Document extract:
-- BEGIN --
WHAT’S WORTH WRITING

 

It’d be hard to say that the saturation level of modern text and prose changes the needs of readers or writers. Any subject can be buried under the results of blogs, counter articles, spin, and varying levels of interest and comprehension. Literature is in a new phase, and needs to adapt to media much better than it’s been doing so far.

 

The human appetite for information is extremely variable. The diet available, however, is pretty bland, sometimes. Information is produced in ways which would test anyone’s digestion. Some can take in information and use it and develop it. Some can’t do much more than take it in, and others simply don’t understand it. On the internet, you need the mental equivalent of the bone-crushing abilities of a hyena to get some information into a state where it’s able to get into the mental metabolism. Occasionally the form of the info prevents comprehension. However, as often as not it’s the result of imposing on a knowledge base with pretty shaky supports that can’t take much of a load. One of the legacies of a crashed education system.

 

Let’s not get away from this point: Literature is data load. A book involves ramming about a hundred thousand words up the intellectual nostrils of the reader into the brain. Added to which it’s not usually common language use. I’ve been reading some books where the sheer pomposity of the language is quite horrifying.

 

So the reader has the joy of being hit with God knows what, or why, in large amounts. Like a billboard, the subject is thrown at the reader on meeting. Modern media is doing an excellent job of providing people with information whether they want it or not. Modern literature sometimes merely extends the process to the point of also taking away several hours of the reader’s life as well. 

 

Look at a bookstore’s stock. Suppose for a moment that a passionate encounter in a podiatrist’s waiting room isn’t the thing immediately occupying your intellect. “Love Among The Bunions” wasn’t really on your mind. Nor was a gripping tale of real life among impoverished dung recyclers an instant appeal to fancy, erotic or otherwise.

 

By pure swinish self indulgence, you’ve condemned these masterworks. You’ve also proved a point. Despite the evidence of the whole of recorded history, the human mind does have better things to do with its time than wallow or drown in the uninteresting and the irrelevant. Given a chance, let alone a good reason, it will scuttle away.
-- END --
Data for this exercise:
-- BEGIN --
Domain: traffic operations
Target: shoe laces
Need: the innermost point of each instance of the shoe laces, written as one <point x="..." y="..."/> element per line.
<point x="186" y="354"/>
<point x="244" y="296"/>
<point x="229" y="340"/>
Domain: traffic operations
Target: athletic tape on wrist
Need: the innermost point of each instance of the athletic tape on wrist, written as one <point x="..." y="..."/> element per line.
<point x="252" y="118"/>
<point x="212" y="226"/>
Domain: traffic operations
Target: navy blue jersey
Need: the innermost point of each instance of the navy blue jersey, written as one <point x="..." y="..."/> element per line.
-- END --
Requests:
(1) In the essay on what's worth writing, give the stretch from "By pure swinish" through "will scuttle away." again, swapping "masterworks" for "classics".
(2) Print every row that follows the essay, line for line and unchanged.

Results in order:
(1)
By pure swinish self indulgence, you’ve condemned these classics. You’ve also proved a point. Despite the evidence of the whole of recorded history, the human mind does have better things to do with its time than wallow or drown in the uninteresting and the irrelevant. Given a chance, let alone a good reason, it will scuttle away.

(2)
Domain: traffic operations
Target: shoe laces
Need: the innermost point of each instance of the shoe laces, written as one <point x="..." y="..."/> element per line.
<point x="186" y="354"/>
<point x="244" y="296"/>
<point x="229" y="340"/>
Domain: traffic operations
Target: athletic tape on wrist
Need: the innermost point of each instance of the athletic tape on wrist, written as one <point x="..." y="..."/> element per line.
<point x="252" y="118"/>
<point x="212" y="226"/>
Domain: traffic operations
Target: navy blue jersey
Need: the innermost point of each instance of the navy blue jersey, written as one <point x="..." y="..."/> element per line.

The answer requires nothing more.